Exercise 1. From the Fragma overview, extract the part that opens with the words containing "- 🗂️ [Project" and closes with "- 📝 [Documentation](#documentation)".
Exercise 2. For each statement, say yes or no to whether the Fragma overview supports it, and quote the words from the overview that decide it. (a) Fragma is a model meant to detect sentence fragments for optimizing autocomplete systems. (b) Fragma produces the autocomplete suggestions itself. (c) The page describes itself as a guide to understanding and navigating the project.

Study text.
++++++++++++++++++++

# 🧪 Fragma: Overview & Navigation
*Your guide to understanding and navigating this fragment detection project.*

---


## 🧭 Table of Contents

- 📘 [Project Introduction](#project-introduction)
- 🗂️ [Project Structure](#project-structure)
- 📓 [Notebook Structure](#notebook-structure)
- 🧰 [Dependencies & Setup](#dependencies--setup)
- 🚀 [Getting Started](#getting-started)
- 📊 [Project Status](#project-status)
- 📚 [Resources](#resources)
- 👥 [Contributors](#contributors)
- 📝 [Documentation](#documentation)


## 🧠 Project Introduction

**🔍 Overview:**  
Fragma is a specialized model designed to detect sentence fragments for optimizing autocomplete systems. By identifying and classifying text fragments, Fragma helps autocomplete models provide more contextually relevant suggestions.

++++++++++++++++++++

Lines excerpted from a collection
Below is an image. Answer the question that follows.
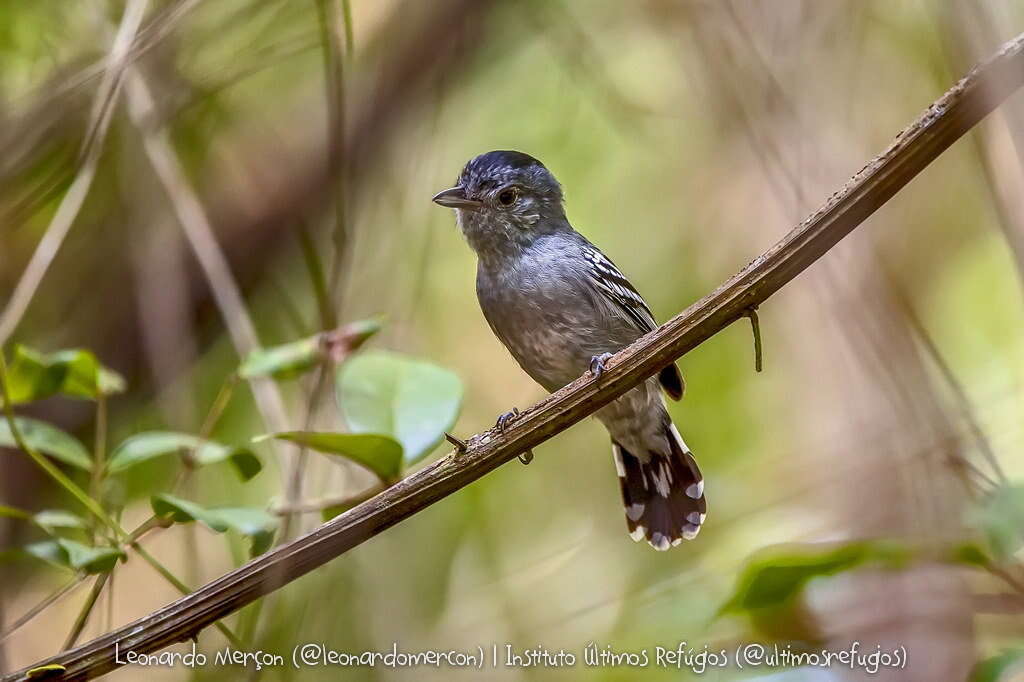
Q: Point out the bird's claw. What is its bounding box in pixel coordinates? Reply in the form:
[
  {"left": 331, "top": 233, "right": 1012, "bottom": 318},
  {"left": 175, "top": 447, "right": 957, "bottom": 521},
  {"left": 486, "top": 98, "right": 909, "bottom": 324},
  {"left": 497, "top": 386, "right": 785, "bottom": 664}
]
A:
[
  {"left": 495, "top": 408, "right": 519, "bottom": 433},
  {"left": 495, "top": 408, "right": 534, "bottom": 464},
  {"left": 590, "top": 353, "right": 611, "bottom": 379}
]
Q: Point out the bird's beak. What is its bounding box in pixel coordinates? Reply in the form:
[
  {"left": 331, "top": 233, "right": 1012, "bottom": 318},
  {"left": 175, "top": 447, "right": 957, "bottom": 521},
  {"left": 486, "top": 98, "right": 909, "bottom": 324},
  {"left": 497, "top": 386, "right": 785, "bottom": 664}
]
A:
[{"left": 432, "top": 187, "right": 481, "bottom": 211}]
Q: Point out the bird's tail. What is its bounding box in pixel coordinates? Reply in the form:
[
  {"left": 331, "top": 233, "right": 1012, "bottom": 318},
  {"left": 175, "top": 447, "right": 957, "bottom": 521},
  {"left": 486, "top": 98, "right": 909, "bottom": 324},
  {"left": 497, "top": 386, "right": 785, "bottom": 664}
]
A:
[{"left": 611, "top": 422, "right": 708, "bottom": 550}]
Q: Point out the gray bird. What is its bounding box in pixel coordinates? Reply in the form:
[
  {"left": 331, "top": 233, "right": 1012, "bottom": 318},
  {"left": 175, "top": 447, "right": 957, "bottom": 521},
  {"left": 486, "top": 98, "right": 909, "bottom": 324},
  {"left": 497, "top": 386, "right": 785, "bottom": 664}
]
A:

++++++++++++++++++++

Response box 1.
- 🗂️ [Project Structure](#project-structure)
- 📓 [Notebook Structure](#notebook-structure)
- 🧰 [Dependencies & Setup](#dependencies--setup)
- 🚀 [Getting Started](#getting-started)
- 📊 [Project Status](#project-status)
- 📚 [Resources](#resources)
- 👥 [Contributors](#contributors)
- 📝 [Documentation](#documentation)

Response box 2.
(a) Yes: "Fragma is a specialized model designed to detect sentence fragments for optimizing autocomplete systems."
(b) No: "Fragma helps autocomplete models provide more contextually relevant suggestions."
(c) Yes: "Your guide to understanding and navigating this fragment detection project."